Task description >> Print nothing except the lines of the listing below from the line with "POLYGON ((110 120, 54 63, 49 125, 110 120))" to the line with "MULTIPOLYGON (((214 137, 173", each exactly as written, both ends included.

Dataset records >>
——
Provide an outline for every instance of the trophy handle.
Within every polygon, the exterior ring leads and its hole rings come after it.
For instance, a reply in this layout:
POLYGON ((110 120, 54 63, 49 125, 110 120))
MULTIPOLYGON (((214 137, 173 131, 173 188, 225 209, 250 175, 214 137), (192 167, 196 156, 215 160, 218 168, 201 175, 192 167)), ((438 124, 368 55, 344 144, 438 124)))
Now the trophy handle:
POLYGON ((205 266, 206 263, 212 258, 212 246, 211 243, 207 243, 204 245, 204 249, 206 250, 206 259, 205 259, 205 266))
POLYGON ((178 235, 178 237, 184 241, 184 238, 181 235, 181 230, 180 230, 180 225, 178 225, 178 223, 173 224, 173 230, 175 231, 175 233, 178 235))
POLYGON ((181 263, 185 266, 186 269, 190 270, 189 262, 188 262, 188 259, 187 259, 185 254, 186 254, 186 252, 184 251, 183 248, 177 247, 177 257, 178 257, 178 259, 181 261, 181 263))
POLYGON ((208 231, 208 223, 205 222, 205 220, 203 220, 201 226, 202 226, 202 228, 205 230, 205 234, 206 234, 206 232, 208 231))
——
Answer to this task >>
POLYGON ((110 120, 54 63, 49 125, 110 120))
MULTIPOLYGON (((214 137, 173 131, 173 188, 225 209, 250 175, 214 137), (192 167, 196 156, 215 160, 218 168, 201 175, 192 167)), ((438 124, 368 55, 344 144, 438 124)))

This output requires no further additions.